(Textauszug):
────

Wichtiger Hinweis:
Diese Website wird in älteren Versionen von Netscape ohne graphische Elemente dargestellt. Die Funktionalität der Website ist aber trotzdem gewährleistet. Wenn Sie diese Website regelmässig benutzen, empfehlen wir Ihnen, auf Ihrem Computer einen aktuellen Browser zu installieren.
 
 
Bundesgericht 
Tribunal fédéral 
Tribunale federale 
Tribunal federal 
 
 
 
 
5A_349/2025  
 
 
Urteil vom 20. Mai 2025  
 
II. zivilrechtliche Abteilung  
 
Besetzung 
Bundesrichter Bovey, Präsident, 
Bundesrichter Hartmann, Josi, 
Gerichtsschreiberin Lang.

────

(Einträge der Sammlung)
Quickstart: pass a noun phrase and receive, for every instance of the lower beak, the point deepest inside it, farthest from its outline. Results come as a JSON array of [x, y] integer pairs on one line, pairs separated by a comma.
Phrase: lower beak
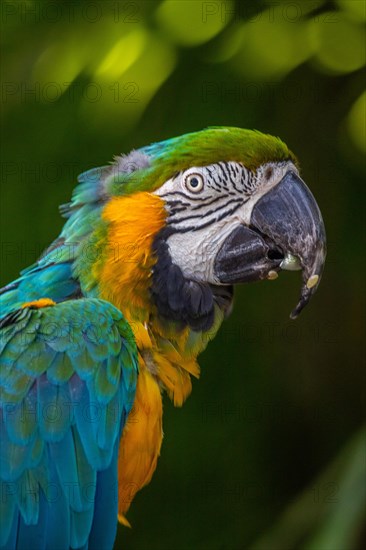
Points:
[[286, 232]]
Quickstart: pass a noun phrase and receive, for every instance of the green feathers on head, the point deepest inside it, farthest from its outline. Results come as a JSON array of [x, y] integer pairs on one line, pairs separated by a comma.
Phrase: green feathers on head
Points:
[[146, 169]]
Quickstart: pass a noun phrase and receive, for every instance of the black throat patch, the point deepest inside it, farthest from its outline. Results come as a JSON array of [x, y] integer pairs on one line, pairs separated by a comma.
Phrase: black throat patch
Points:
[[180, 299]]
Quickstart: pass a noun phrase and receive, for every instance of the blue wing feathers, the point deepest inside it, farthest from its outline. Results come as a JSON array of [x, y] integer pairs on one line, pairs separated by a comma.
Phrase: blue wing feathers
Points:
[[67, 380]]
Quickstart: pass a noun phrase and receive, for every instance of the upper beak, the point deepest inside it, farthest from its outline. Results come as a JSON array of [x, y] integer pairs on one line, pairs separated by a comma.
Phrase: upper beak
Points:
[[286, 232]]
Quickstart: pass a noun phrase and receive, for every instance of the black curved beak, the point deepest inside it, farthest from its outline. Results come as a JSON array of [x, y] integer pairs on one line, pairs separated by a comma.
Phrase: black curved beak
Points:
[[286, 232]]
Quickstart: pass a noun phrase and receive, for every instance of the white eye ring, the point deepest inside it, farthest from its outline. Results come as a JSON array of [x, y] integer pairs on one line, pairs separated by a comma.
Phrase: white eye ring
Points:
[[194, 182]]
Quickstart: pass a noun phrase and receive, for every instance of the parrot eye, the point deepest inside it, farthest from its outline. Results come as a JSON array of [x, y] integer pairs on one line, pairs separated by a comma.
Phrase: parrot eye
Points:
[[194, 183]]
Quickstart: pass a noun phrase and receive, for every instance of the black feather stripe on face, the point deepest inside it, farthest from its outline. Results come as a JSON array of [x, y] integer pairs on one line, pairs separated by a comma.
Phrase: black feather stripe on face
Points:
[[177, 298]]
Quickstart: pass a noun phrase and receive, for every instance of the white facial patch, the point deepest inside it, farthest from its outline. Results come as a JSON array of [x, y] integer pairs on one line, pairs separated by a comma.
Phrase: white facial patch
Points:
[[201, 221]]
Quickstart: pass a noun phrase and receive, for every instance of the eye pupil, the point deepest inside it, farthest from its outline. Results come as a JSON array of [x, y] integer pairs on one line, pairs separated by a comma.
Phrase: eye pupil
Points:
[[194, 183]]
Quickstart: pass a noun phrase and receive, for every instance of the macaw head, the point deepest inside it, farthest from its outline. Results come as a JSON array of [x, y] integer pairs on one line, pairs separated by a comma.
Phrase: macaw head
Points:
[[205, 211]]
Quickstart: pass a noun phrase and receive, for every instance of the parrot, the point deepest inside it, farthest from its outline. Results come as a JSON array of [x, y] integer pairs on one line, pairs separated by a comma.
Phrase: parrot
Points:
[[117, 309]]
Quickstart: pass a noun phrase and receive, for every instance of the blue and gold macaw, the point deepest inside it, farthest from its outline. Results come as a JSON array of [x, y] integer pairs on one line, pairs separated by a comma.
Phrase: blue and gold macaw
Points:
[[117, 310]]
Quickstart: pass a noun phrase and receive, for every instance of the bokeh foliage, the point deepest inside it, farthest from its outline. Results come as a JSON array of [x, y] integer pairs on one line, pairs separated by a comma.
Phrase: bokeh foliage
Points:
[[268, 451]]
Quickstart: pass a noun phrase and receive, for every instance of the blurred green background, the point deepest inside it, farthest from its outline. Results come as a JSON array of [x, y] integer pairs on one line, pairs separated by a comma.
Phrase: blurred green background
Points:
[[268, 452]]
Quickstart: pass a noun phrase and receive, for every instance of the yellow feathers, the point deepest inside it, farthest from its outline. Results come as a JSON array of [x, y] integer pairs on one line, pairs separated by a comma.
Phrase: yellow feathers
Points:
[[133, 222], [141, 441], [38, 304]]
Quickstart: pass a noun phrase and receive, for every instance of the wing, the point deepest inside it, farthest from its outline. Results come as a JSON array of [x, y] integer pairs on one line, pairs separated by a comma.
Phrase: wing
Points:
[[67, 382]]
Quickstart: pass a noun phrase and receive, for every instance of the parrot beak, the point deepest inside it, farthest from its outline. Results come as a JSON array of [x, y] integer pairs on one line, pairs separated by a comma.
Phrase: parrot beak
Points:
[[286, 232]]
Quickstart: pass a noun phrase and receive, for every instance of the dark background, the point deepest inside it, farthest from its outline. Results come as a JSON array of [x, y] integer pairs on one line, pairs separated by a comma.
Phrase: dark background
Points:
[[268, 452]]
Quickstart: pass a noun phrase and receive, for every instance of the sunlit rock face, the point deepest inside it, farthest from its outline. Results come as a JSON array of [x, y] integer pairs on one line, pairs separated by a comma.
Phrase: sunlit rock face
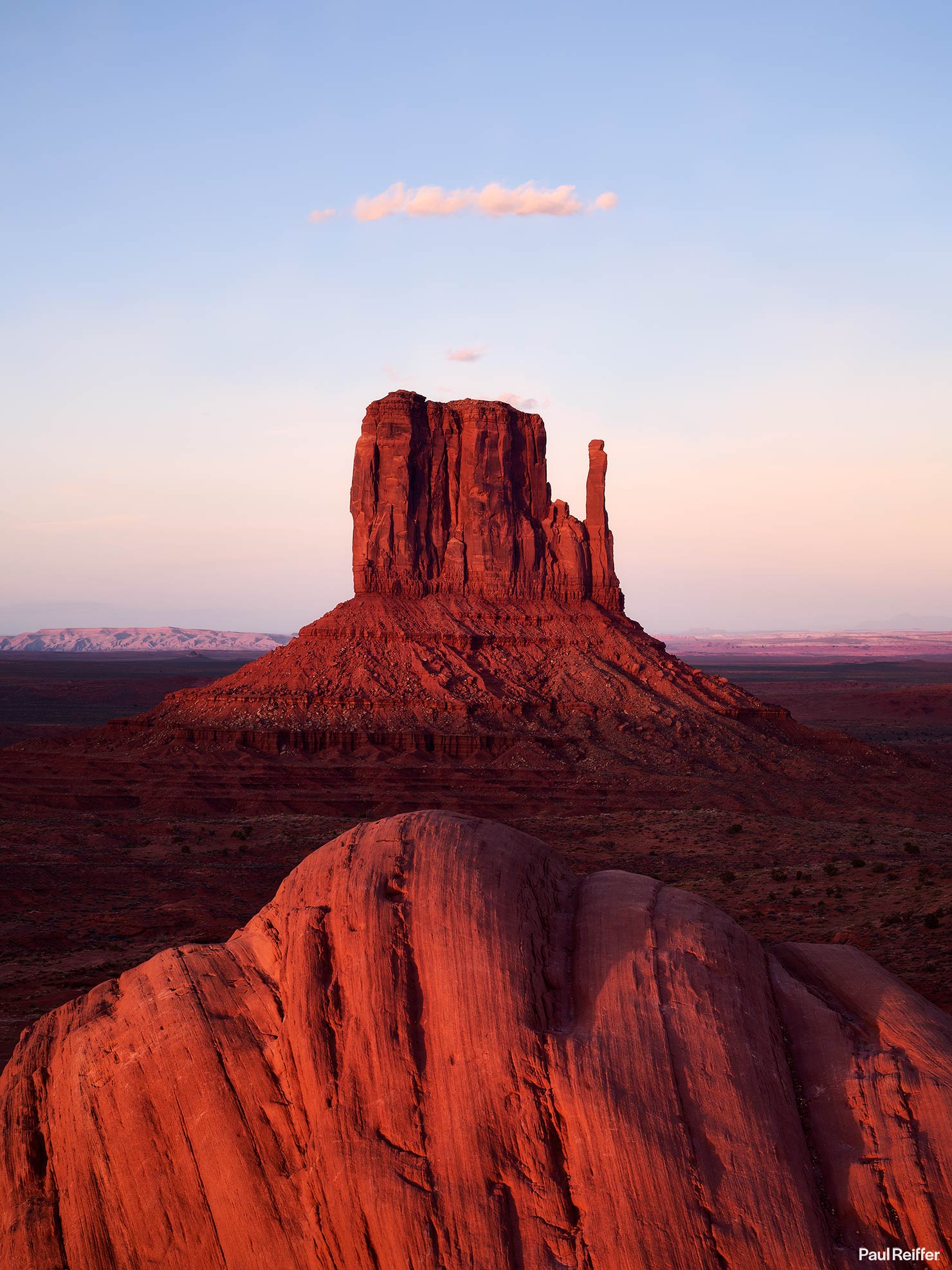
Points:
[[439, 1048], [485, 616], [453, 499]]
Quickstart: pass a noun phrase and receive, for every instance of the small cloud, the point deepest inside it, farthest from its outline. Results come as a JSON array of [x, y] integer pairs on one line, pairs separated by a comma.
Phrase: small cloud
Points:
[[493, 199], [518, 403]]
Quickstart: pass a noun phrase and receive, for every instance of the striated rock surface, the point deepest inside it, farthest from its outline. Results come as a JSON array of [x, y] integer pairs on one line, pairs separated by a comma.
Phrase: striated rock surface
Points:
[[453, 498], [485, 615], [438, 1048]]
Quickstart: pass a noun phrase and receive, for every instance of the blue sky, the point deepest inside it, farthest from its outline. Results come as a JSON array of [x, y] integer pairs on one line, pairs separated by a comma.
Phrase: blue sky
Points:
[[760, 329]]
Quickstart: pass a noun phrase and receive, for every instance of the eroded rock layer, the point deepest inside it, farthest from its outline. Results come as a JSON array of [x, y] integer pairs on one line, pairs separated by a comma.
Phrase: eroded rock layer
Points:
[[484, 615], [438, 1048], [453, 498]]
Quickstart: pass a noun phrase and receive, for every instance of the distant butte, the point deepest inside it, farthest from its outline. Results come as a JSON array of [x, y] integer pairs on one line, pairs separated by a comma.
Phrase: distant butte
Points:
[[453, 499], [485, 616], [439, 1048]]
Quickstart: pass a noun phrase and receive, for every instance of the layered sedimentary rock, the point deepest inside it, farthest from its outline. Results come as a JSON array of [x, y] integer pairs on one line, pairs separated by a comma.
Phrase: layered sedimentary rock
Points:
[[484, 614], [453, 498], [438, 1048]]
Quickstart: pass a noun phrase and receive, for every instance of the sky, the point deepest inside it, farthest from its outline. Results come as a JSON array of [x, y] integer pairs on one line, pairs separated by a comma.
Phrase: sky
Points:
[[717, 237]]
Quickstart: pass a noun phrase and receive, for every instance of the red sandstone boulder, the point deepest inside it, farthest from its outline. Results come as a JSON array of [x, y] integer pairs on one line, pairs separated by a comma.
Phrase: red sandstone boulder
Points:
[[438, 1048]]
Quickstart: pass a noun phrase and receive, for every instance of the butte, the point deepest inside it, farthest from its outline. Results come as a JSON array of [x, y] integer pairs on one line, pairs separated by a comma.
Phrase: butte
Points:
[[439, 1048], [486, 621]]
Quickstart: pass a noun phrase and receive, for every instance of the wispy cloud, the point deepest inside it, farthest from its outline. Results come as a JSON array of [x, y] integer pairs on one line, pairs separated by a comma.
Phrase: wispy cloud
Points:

────

(Aufgabenstellung):
Beantworten Sie anhand des Textauszugs die folgenden Fragen:
(a) Was empfiehlt der „Wichtige Hinweis“ Personen, die die Website regelmässig benutzen?
(b) Von welchem Datum ist das Urteil?
(c) Wer ist in der Besetzung als Präsident aufgeführt?

(Vollständige Lösung):
(a) Sie sollen auf ihrem Computer einen aktuellen Browser installieren.
(b) Vom 20. Mai 2025.
(c) Bundesrichter Bovey.